» **Given instruction**:
Copy the stretch of the records below from the line containing "Point out the individual" through the end of the records, both ends included. Leave the pictures out of your copy.

-- Start of Material for the task --

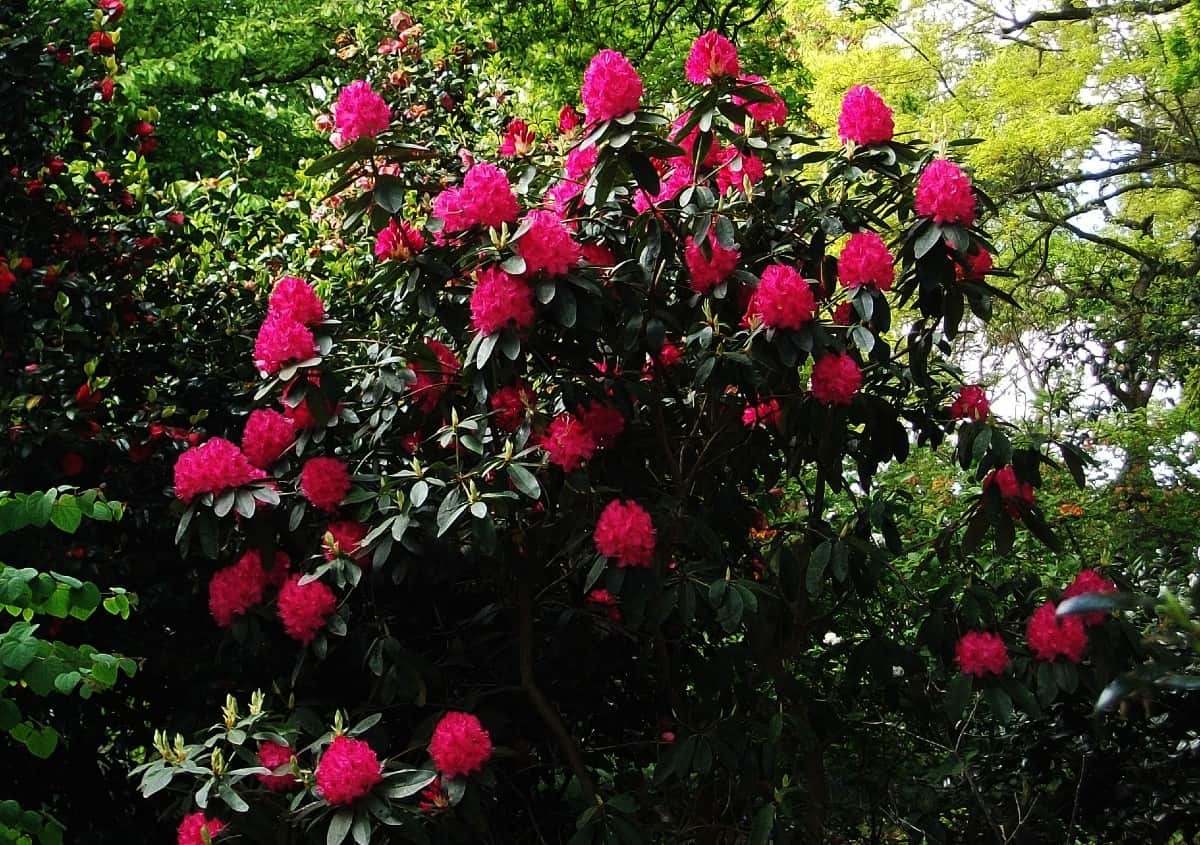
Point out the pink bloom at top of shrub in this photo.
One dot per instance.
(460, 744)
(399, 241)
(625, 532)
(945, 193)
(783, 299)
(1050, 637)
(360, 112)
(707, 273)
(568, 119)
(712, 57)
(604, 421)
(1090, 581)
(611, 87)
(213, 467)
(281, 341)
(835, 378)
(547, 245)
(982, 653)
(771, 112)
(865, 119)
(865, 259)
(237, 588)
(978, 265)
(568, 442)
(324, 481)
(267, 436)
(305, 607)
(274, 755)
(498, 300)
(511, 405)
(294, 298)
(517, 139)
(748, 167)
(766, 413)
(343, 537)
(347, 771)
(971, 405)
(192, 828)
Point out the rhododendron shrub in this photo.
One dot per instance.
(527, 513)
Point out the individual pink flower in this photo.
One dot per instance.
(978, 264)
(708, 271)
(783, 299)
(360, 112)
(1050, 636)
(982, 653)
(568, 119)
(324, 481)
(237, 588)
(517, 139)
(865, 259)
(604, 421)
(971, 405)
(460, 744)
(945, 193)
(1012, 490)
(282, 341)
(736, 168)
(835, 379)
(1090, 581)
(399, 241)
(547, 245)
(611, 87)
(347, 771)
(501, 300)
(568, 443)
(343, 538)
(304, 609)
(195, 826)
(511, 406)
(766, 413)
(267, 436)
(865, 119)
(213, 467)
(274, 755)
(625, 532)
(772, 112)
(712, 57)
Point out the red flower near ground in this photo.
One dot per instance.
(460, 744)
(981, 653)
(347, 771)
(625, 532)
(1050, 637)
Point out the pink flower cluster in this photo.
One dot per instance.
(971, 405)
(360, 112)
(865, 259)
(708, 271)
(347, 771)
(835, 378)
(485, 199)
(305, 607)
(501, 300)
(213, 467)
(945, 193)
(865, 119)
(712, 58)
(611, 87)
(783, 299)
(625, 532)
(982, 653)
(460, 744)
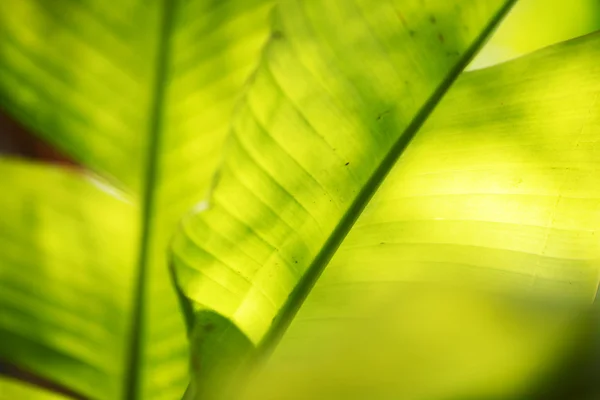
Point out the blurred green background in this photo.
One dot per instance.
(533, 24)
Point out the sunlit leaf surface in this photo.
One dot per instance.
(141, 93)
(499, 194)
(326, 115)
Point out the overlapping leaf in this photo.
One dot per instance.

-- End of Material for the task --

» **Output**:
Point out the individual pink flower in this photo.
One dot per instance.
(978, 264)
(708, 271)
(783, 299)
(360, 112)
(1050, 636)
(982, 653)
(568, 119)
(324, 481)
(237, 588)
(517, 139)
(865, 259)
(604, 421)
(971, 405)
(460, 744)
(945, 193)
(1012, 490)
(282, 341)
(736, 168)
(835, 379)
(1090, 581)
(399, 241)
(547, 245)
(611, 87)
(347, 771)
(501, 300)
(568, 443)
(343, 538)
(304, 609)
(195, 826)
(511, 406)
(766, 413)
(267, 436)
(865, 119)
(213, 467)
(274, 755)
(625, 532)
(772, 112)
(712, 57)
Point out the red flower near ground in this photo.
One dot per instance.
(460, 744)
(981, 653)
(347, 771)
(625, 532)
(1050, 637)
Point out the pink flower cluster in this photo.
One dot per instance.
(971, 405)
(360, 112)
(865, 259)
(708, 271)
(347, 771)
(835, 378)
(485, 199)
(305, 607)
(501, 300)
(213, 467)
(945, 193)
(865, 119)
(712, 58)
(611, 87)
(783, 299)
(625, 532)
(982, 653)
(460, 744)
Point out the blurred green background in this photo.
One dot per instance.
(533, 24)
Point out the sunlit leaf surface in this photo.
One dot per instance.
(141, 93)
(499, 194)
(326, 115)
Point out the overlapping leaf in this photo.
One dot per instance.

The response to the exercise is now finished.